- **Data provided**
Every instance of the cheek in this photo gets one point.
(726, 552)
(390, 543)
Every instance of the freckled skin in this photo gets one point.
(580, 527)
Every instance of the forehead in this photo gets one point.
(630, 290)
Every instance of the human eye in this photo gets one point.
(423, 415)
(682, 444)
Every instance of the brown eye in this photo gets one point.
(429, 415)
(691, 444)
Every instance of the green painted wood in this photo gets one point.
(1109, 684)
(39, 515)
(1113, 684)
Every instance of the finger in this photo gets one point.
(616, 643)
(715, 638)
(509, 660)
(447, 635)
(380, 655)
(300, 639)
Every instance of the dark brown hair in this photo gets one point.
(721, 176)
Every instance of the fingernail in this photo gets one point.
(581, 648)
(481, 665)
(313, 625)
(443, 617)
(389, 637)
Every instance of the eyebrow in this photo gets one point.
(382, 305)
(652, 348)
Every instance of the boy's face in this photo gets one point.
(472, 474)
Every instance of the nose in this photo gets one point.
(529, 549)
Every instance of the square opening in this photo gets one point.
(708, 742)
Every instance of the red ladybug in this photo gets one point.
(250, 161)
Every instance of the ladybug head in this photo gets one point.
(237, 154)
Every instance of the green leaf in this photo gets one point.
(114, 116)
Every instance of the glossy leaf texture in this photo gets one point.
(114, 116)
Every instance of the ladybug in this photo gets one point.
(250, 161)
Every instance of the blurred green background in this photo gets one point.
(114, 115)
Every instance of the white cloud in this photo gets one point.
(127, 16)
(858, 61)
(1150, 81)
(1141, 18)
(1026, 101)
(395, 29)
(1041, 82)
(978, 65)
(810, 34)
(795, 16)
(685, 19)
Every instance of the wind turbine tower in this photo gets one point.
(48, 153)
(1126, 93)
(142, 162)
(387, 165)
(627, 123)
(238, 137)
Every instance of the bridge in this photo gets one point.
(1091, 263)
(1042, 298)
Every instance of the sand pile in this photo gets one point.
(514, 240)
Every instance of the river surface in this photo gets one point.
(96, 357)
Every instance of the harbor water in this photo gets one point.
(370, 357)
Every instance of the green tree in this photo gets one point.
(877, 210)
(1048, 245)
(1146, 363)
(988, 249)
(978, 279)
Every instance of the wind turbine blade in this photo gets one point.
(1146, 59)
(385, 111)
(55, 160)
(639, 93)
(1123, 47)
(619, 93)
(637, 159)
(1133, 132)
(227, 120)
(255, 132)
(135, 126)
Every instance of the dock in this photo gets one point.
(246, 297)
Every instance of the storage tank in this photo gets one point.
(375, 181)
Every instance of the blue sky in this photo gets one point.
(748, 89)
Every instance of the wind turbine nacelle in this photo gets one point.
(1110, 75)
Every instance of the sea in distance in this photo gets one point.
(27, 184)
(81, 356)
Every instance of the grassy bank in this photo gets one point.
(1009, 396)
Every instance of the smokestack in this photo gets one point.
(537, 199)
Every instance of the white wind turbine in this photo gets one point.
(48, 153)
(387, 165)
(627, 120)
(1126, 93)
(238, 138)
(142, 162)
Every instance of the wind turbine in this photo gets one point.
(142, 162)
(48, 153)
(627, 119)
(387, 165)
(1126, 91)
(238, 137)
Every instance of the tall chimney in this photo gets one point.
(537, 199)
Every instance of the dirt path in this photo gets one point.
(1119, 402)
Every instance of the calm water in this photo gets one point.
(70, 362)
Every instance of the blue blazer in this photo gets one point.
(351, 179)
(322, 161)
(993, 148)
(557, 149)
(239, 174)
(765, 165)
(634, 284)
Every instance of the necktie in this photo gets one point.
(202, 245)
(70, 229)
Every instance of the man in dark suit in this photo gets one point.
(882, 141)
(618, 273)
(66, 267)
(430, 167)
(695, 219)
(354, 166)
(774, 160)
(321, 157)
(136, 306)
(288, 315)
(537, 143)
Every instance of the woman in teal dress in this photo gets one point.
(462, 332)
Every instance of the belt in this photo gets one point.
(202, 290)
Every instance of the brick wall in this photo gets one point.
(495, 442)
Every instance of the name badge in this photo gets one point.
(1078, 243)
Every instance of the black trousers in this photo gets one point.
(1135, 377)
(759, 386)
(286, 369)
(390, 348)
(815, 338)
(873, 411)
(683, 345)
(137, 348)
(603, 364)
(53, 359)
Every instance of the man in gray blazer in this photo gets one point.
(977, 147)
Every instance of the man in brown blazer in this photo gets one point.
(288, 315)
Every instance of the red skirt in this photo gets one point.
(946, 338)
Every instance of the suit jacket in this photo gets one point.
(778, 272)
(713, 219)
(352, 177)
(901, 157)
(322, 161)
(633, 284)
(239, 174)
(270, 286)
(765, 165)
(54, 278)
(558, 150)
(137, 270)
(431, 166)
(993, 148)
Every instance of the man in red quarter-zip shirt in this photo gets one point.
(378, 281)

- **What to work on**
Write the entire listing out again, word for word.

- **Task solution**
Every instance of the cheek in this photo gets one point.
(726, 552)
(390, 543)
Every instance of the freckled skin in this photo gets one point.
(580, 527)
Every instance of the forehead in this photo gets one point.
(630, 290)
Every instance of the human eye in this photo gets one point.
(423, 415)
(682, 444)
Every instance of the brown eye in this photo gets one point.
(429, 415)
(691, 444)
Every instance of the green painted wood in this photo gets one point.
(1109, 684)
(39, 515)
(1113, 684)
Every instance of the finger in this photo gets one point.
(616, 643)
(715, 638)
(509, 660)
(447, 635)
(380, 655)
(300, 639)
Every instance of the dark brown hair in this photo gets one point.
(721, 176)
Every instance of the fingernail in this photo gets one point.
(581, 648)
(481, 665)
(313, 625)
(443, 617)
(389, 637)
Every instance of the eyebrow in this photo gets one point.
(382, 305)
(652, 348)
Every instance of the boy's face in this photo gets one point.
(472, 474)
Every instance of the nose in this photo gets one point.
(529, 549)
Every instance of the square opening in this photo gets one point.
(708, 742)
Every instance of the red ladybug in this photo gets one point.
(250, 161)
Every instance of the ladybug head in this photo gets one point.
(237, 154)
Every instance of the green leaf in this photo gets one point.
(114, 116)
Every instance of the glossy leaf texture in this photo gets one point.
(114, 116)
Every instance of the ladybug in this photo gets one point.
(250, 161)
Every instance of the blurred green background in this photo gets one point.
(114, 115)
Every instance of the white cloud in this photo gets one point.
(127, 16)
(858, 61)
(1150, 81)
(1141, 18)
(1026, 101)
(395, 29)
(1041, 82)
(978, 65)
(810, 34)
(795, 16)
(685, 19)
Every instance of the wind turbine tower in this photo gets one point.
(48, 153)
(1126, 93)
(142, 162)
(387, 165)
(627, 123)
(238, 137)
Every instance of the bridge in this photo gets one point.
(1091, 263)
(1042, 298)
Every instance of the sand pile in this photo gets one point.
(514, 240)
Every instance of the river surface in this photo gets one point.
(96, 357)
Every instance of the harbor water in this photo gets one point.
(370, 357)
Every instance of the green tree in this photo gets one point.
(877, 210)
(1048, 245)
(1146, 363)
(988, 249)
(978, 279)
Every instance of the wind turbine blade in this photo gets one point.
(1146, 59)
(385, 111)
(55, 160)
(639, 93)
(1123, 47)
(619, 93)
(637, 159)
(1133, 132)
(227, 120)
(255, 132)
(135, 126)
Every instance of the dock in this photo gets one point.
(246, 297)
Every instance of the storage tank in this photo gets one point.
(375, 181)
Every instance of the blue sky in this photo gets one point.
(748, 89)
Every instance of the wind turbine nacelle in this photo gets one point.
(1110, 75)
Every instance of the sea in distance in this photo gets one point.
(27, 184)
(81, 356)
Every instance of the grassy bank in this photo gets one point.
(1009, 396)
Every instance of the smokestack in this photo gets one point.
(537, 199)
Every instance of the white wind turbine in this photo gets one point.
(48, 153)
(387, 165)
(627, 120)
(1126, 93)
(238, 138)
(142, 162)
Every instance of the wind turbine in this photo gets one point.
(142, 162)
(48, 153)
(627, 119)
(387, 165)
(1126, 91)
(238, 137)
Every instance of the tall chimney in this photo gets one point.
(537, 199)
Every instance of the dirt path in this photo gets one point.
(1119, 402)
Every instance of the calm water in this photo gets one point.
(70, 362)
Every instance of the blue blazer in this photo gets one point.
(351, 179)
(322, 161)
(993, 148)
(557, 149)
(239, 174)
(765, 165)
(634, 284)
Every instance of the necktie in this photo gets one point.
(202, 245)
(70, 229)
Every instance of the man in dark suit in this photo gets one point.
(882, 141)
(618, 273)
(66, 267)
(430, 167)
(695, 219)
(354, 166)
(774, 160)
(321, 157)
(136, 306)
(288, 315)
(537, 143)
Every instance of the woman in teal dress in this photo gets one point.
(462, 332)
Every instance of the belt in this photo gets one point.
(202, 290)
Every instance of the brick wall in this photo gets one point.
(495, 442)
Every instance of the name badge in this photo gets one point.
(1078, 243)
Every instance of the black trousers in this photo gets one point.
(1135, 377)
(759, 386)
(286, 369)
(390, 348)
(815, 338)
(873, 411)
(683, 345)
(137, 348)
(603, 364)
(53, 359)
Every instance of the man in gray blazer in this photo gets one point.
(977, 147)
Every instance of the man in brown blazer in this photo gets one point.
(288, 315)
Every instance of the red skirt in this photo gets one point.
(946, 338)
Every instance of the suit jacket in this photo gets one point.
(778, 272)
(713, 219)
(352, 177)
(901, 157)
(322, 161)
(633, 284)
(239, 174)
(270, 286)
(765, 165)
(54, 278)
(558, 150)
(137, 270)
(431, 166)
(993, 148)
Every instance of the man in red quarter-zip shirt in this photo gets one point.
(378, 281)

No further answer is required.